## PROVIDED RECORDS
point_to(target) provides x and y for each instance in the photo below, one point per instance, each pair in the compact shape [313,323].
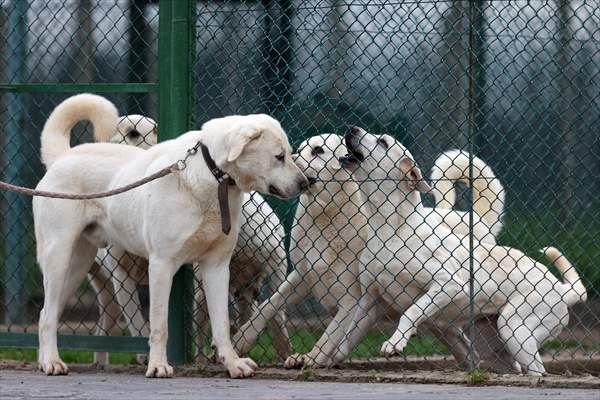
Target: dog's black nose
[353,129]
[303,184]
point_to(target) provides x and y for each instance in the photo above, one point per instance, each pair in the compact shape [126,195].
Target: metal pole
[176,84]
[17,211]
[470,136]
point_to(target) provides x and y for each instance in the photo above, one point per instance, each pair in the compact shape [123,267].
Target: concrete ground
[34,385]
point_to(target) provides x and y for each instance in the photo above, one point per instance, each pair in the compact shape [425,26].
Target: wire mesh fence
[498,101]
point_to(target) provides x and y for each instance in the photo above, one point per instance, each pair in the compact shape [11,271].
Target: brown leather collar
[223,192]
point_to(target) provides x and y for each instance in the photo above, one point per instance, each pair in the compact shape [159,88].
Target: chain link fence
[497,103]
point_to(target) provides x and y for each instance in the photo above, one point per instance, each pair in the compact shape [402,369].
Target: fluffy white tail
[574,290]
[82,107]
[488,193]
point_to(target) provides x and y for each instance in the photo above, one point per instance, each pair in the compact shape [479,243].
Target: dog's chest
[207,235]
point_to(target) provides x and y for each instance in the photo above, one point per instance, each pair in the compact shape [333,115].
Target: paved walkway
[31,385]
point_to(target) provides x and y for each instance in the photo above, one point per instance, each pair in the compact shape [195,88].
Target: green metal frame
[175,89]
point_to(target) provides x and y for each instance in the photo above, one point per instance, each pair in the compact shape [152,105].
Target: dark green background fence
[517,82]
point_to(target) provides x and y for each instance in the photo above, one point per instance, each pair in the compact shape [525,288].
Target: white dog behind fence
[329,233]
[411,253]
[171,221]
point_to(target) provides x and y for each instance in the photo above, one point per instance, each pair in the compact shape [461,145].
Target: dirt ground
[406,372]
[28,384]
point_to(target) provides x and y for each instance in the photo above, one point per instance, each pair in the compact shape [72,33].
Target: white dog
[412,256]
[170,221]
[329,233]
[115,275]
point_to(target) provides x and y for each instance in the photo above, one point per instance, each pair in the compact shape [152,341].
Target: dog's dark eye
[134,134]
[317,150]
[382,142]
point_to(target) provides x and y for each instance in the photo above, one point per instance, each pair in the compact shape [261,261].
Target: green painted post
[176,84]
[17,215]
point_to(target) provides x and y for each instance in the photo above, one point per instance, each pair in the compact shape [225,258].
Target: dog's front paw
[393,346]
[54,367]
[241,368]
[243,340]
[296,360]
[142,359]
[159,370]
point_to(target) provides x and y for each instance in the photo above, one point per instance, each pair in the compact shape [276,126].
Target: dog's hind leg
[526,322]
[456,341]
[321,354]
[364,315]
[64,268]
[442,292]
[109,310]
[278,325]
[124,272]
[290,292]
* * *
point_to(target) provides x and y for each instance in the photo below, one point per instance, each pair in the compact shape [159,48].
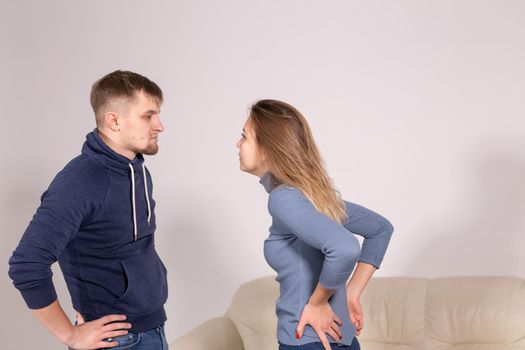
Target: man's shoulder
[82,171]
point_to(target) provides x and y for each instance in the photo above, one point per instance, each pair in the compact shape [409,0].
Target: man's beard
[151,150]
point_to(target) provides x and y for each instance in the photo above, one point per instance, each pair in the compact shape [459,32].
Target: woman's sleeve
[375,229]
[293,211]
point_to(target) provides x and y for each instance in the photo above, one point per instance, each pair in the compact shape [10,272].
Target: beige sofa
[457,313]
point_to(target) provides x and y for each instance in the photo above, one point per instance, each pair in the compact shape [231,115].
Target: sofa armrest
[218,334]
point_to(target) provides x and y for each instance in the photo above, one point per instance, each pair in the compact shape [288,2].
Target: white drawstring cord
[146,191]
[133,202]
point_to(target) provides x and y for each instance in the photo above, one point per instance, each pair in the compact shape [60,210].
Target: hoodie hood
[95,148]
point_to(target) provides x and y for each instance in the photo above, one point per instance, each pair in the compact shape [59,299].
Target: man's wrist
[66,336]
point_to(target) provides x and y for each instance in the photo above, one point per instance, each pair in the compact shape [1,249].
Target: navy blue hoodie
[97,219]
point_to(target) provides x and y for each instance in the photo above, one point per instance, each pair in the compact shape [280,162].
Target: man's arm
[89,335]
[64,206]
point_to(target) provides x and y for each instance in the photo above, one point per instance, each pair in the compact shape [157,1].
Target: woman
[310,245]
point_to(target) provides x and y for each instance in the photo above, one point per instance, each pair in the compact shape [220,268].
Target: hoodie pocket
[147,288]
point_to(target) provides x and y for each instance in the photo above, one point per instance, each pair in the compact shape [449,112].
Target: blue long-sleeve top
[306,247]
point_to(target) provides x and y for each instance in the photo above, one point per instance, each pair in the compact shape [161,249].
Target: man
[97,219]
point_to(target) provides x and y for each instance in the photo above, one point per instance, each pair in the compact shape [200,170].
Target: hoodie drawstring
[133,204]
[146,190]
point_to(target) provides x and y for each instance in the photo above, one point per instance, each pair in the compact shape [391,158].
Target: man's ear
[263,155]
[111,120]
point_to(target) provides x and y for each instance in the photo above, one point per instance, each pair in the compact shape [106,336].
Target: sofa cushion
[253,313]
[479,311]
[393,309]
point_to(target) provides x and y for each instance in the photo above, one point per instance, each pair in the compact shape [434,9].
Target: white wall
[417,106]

## WORK TO DO
Copy out each line in the items above that contains the string "fence". Case counts.

## PROBLEM SOLUTION
Target: wire mesh fence
Target: chain link fence
Target: dark green background fence
Target: white dog behind fence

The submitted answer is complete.